Extracted information:
>>>
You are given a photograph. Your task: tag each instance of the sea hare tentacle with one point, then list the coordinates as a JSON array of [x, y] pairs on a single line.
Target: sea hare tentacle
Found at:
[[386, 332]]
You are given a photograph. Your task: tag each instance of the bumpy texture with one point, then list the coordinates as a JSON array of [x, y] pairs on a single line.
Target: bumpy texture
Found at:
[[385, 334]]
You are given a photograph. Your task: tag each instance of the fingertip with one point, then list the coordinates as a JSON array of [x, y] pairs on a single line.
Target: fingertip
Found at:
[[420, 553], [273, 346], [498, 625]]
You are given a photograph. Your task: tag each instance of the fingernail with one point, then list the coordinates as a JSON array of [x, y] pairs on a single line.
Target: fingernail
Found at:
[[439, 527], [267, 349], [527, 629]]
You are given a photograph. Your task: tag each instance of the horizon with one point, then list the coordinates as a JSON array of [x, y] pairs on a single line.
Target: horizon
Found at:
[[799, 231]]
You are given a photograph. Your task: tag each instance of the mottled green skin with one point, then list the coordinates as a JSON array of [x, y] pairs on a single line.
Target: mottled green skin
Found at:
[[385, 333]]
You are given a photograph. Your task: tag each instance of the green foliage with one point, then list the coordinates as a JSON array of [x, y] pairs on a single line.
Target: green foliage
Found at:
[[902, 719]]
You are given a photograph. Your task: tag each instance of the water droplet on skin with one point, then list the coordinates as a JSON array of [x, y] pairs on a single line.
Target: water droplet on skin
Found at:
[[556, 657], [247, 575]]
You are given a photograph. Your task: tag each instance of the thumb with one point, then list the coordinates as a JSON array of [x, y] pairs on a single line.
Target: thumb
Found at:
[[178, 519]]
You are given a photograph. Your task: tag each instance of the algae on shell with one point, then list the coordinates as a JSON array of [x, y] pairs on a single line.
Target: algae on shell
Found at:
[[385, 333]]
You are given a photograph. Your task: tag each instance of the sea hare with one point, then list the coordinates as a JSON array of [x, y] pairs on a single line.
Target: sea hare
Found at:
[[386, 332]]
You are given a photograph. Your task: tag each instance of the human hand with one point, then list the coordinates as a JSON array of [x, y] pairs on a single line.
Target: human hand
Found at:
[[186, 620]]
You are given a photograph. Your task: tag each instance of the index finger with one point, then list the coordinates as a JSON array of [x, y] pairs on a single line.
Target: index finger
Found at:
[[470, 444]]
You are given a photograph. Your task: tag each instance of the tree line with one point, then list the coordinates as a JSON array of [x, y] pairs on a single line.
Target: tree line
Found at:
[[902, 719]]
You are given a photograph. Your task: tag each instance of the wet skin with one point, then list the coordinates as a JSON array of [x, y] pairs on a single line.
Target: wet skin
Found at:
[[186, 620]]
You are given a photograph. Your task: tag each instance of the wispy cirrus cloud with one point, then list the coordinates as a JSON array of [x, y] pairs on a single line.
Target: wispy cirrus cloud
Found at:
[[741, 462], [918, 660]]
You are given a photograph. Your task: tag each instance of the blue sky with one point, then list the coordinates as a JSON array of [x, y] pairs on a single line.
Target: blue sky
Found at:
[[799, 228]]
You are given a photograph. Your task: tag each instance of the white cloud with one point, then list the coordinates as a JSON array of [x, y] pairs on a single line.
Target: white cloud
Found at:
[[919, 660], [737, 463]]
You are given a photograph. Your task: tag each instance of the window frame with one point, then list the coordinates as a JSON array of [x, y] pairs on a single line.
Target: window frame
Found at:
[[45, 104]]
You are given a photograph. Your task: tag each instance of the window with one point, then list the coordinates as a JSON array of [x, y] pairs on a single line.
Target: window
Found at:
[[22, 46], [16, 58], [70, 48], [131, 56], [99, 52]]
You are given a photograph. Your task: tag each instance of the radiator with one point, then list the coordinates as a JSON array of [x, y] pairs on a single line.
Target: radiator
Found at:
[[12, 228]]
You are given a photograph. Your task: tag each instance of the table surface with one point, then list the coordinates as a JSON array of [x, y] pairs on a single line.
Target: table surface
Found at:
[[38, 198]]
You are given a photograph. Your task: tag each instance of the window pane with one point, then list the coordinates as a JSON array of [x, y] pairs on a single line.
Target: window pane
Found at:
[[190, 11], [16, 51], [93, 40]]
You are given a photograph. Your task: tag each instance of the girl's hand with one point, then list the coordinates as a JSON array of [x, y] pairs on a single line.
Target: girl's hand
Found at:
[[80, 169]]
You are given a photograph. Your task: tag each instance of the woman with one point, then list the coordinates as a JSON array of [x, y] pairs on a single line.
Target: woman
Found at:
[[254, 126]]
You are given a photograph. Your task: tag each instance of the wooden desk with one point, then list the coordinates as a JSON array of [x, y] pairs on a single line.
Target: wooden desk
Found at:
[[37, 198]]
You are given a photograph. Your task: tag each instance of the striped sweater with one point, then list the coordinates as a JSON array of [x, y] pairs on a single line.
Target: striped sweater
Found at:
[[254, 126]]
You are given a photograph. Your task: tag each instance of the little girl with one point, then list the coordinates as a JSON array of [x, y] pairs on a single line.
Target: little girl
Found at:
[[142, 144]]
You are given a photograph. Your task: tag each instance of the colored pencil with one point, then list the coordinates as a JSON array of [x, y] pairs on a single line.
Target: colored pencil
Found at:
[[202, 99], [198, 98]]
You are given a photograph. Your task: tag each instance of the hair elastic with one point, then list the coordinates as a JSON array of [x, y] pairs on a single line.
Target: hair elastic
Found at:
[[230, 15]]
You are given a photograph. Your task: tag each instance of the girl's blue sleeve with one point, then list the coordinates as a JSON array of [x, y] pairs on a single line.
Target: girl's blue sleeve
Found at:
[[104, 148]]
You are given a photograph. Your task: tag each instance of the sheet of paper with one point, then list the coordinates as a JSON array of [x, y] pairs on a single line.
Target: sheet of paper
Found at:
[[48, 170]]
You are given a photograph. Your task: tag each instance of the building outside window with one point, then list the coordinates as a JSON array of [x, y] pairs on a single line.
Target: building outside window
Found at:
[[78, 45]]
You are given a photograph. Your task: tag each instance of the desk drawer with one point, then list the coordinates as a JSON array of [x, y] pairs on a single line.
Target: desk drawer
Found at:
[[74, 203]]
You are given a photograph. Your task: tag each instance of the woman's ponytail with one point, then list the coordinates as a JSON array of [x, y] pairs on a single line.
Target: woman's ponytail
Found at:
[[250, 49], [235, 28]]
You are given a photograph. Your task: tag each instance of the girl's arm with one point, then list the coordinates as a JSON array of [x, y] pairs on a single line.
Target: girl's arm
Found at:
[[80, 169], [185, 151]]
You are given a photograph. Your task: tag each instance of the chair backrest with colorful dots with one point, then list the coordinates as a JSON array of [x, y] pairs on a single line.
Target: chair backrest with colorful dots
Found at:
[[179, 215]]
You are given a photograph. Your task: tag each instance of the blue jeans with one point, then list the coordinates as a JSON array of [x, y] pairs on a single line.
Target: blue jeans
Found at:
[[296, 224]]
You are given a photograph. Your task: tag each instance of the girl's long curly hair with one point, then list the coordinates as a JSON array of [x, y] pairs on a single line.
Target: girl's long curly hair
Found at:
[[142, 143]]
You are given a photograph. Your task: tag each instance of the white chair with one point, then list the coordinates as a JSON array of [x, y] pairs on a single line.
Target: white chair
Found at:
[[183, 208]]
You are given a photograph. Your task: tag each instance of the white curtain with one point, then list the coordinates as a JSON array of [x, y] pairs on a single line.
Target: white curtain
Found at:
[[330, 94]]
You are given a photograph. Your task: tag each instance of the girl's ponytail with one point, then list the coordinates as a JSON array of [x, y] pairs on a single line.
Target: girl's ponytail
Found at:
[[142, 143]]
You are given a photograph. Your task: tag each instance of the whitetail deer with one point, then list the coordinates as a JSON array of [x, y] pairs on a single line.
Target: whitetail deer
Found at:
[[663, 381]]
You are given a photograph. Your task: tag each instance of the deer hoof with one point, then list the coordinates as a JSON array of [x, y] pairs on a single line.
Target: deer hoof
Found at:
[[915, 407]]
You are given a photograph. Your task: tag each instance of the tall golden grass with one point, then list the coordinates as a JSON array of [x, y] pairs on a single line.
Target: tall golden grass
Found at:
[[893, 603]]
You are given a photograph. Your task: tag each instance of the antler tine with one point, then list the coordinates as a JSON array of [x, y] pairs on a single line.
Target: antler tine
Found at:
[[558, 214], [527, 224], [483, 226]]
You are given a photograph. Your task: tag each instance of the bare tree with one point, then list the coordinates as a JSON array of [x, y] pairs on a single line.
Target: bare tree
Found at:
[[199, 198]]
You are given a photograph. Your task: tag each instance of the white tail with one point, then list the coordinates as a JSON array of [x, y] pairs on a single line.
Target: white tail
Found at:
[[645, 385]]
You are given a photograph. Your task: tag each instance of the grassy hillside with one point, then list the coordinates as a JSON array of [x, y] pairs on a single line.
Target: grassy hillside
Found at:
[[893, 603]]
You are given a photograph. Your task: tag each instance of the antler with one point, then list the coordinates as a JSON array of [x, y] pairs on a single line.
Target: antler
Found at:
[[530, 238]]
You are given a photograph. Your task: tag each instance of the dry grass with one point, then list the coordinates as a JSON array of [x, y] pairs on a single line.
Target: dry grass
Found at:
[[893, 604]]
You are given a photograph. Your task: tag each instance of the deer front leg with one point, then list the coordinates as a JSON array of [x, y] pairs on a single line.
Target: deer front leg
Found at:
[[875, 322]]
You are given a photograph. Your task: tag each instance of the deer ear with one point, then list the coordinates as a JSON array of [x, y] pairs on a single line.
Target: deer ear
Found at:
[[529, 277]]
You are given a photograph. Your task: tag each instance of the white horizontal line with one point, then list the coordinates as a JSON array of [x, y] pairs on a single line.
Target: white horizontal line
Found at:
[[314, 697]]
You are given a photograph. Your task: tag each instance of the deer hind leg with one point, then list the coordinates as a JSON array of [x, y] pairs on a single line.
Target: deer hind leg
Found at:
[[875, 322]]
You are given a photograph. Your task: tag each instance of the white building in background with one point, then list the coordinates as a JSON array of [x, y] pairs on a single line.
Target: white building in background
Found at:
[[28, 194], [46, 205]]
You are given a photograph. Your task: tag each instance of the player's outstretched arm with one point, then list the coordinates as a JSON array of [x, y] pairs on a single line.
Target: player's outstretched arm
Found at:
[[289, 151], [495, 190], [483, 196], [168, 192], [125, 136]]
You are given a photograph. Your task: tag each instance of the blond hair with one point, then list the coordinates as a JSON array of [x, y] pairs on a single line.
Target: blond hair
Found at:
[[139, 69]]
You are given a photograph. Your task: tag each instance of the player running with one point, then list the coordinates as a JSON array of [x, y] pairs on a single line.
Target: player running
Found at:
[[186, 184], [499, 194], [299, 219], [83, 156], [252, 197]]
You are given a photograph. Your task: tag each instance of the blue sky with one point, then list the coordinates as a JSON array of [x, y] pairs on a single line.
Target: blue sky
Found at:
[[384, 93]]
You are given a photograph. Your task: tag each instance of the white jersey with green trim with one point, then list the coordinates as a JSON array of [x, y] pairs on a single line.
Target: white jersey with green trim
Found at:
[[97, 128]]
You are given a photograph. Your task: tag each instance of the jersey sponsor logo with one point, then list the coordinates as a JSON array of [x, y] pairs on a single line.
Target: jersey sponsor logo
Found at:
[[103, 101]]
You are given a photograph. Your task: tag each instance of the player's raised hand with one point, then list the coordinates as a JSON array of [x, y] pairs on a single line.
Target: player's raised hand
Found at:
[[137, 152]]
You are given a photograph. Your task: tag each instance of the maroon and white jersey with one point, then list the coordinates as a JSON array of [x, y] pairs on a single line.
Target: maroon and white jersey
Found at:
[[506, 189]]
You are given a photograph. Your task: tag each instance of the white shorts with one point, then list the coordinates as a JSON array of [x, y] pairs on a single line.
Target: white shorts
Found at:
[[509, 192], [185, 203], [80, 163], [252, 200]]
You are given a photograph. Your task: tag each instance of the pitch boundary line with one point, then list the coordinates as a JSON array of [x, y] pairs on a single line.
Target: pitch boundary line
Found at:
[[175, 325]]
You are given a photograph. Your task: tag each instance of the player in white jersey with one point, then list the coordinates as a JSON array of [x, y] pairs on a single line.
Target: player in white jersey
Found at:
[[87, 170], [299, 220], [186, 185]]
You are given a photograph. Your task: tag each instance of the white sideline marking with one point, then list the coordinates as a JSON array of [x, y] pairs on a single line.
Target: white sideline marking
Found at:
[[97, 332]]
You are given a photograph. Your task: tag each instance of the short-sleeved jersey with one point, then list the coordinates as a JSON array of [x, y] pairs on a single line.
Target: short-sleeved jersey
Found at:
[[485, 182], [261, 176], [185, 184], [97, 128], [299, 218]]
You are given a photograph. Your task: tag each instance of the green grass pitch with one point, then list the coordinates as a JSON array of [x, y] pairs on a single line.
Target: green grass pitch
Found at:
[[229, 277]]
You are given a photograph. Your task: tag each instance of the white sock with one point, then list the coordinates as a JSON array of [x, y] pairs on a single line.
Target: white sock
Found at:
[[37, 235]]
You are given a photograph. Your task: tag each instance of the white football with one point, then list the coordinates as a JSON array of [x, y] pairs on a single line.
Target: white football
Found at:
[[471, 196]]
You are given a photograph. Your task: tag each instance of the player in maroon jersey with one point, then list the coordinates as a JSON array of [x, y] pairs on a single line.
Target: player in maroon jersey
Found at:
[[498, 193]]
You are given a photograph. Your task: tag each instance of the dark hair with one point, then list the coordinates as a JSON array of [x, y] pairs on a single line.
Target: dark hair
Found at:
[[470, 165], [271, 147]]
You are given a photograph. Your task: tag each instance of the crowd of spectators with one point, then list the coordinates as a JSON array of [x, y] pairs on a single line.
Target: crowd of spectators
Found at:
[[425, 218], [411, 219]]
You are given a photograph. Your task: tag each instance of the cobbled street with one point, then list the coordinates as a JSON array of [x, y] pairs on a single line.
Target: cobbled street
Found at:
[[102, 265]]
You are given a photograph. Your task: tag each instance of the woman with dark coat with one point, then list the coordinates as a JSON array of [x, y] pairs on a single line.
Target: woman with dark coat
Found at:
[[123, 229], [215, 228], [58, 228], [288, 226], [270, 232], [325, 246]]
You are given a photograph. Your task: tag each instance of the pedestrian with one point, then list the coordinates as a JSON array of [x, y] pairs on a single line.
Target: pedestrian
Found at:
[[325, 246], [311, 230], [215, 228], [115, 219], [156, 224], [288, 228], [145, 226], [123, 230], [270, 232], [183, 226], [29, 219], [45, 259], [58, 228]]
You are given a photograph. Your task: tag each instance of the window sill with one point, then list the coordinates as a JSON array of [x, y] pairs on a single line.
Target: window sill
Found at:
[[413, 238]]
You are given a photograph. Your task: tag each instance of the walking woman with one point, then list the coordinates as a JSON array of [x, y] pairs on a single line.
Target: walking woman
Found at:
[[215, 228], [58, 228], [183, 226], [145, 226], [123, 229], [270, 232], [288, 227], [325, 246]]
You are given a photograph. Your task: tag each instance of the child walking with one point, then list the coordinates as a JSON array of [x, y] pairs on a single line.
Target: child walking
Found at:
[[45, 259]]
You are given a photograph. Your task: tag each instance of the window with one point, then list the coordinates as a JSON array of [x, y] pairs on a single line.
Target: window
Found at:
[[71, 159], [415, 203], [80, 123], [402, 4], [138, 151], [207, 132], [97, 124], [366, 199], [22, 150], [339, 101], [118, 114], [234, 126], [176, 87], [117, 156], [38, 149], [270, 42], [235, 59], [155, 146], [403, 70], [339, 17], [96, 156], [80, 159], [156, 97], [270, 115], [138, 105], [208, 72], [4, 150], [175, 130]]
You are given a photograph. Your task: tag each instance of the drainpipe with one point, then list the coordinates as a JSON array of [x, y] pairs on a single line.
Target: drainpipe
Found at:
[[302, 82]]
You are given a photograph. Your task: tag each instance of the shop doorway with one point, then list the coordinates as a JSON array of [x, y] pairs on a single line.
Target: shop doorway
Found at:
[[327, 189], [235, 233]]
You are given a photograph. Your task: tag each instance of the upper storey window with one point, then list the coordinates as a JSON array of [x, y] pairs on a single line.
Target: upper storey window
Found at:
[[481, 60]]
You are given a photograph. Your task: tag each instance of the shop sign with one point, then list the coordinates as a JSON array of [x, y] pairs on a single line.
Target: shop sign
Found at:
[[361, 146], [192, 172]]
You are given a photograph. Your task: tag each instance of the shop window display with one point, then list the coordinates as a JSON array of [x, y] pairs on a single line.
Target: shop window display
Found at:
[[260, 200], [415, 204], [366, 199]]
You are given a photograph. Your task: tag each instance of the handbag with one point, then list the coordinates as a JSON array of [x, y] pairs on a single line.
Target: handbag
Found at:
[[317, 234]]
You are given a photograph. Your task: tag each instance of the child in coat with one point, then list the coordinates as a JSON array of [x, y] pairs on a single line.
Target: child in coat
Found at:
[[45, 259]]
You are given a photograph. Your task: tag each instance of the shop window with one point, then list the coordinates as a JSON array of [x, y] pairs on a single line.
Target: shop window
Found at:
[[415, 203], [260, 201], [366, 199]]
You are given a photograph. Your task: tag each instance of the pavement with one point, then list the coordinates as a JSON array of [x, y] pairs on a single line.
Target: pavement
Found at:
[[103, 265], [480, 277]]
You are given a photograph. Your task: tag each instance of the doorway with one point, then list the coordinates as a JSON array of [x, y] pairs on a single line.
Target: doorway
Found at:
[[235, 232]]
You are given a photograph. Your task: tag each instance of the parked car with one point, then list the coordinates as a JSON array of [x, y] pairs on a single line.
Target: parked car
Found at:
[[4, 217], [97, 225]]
<<<
Rewrite the part of the records that opens with the line containing "of the mottled" and closes with the line containing "[[178, 519]]", changing "water droplet" to "water bead" and keeping everything else the same. Return only those lines.

Answer to this exercise:
You are given a photograph. Your task: tag each instance of the mottled green skin with one point, then list the coordinates as a JSON array of [x, y] pairs on a single line.
Target: mottled green skin
Found at:
[[385, 333]]
You are given a photograph. Your task: tag each instance of the green foliage with one point, then list the coordinates as a JSON array of [x, y] pairs on a single line.
Target: green foliage
Found at:
[[902, 719]]
You are given a photograph. Your task: tag each instance of the water bead on skin with one point, then list the coordinates as a JSON array of [x, y] pairs on a single line.
Target: water bead on skin
Found at:
[[556, 657], [247, 575]]
You are given a photograph. Your task: tag each instance of the thumb with one point, then list the coordinates as a JSON array of [x, y] pairs on a single line.
Target: thumb
Found at:
[[178, 519]]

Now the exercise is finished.